DATA RECORDS:
>>>>>

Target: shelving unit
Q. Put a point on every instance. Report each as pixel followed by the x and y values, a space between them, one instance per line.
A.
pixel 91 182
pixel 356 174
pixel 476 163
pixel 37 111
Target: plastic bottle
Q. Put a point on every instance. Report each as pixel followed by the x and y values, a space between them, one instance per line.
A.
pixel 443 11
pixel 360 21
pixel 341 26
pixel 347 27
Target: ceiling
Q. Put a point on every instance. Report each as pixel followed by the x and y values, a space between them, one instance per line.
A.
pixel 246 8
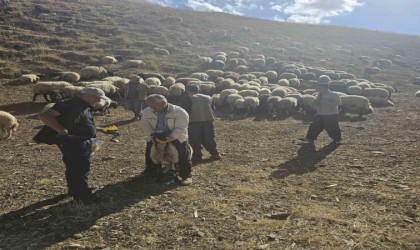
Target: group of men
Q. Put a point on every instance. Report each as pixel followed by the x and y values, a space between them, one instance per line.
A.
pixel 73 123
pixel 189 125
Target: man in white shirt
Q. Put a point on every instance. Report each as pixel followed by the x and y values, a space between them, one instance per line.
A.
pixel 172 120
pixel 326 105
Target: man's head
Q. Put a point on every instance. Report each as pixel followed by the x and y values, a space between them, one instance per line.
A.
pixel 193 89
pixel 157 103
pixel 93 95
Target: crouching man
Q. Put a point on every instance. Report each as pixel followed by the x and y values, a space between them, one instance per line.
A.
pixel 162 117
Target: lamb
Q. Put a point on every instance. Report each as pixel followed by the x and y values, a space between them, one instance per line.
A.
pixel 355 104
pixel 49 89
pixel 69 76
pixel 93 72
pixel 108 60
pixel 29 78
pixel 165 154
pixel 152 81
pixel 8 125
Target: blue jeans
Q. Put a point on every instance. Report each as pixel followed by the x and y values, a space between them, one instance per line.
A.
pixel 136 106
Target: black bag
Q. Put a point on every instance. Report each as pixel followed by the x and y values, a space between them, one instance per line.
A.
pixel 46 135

<<<<<
>>>>>

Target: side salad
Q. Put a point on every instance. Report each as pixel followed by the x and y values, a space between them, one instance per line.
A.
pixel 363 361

<<<<<

Copy every single line of the material above that holds "Target".

Target: shelving unit
Target: plastic bottle
Target: ceiling
Target: group of men
Target: man in white shirt
Target: man's head
Target: crouching man
Target: lamb
Target: blue jeans
Target: black bag
Target: side salad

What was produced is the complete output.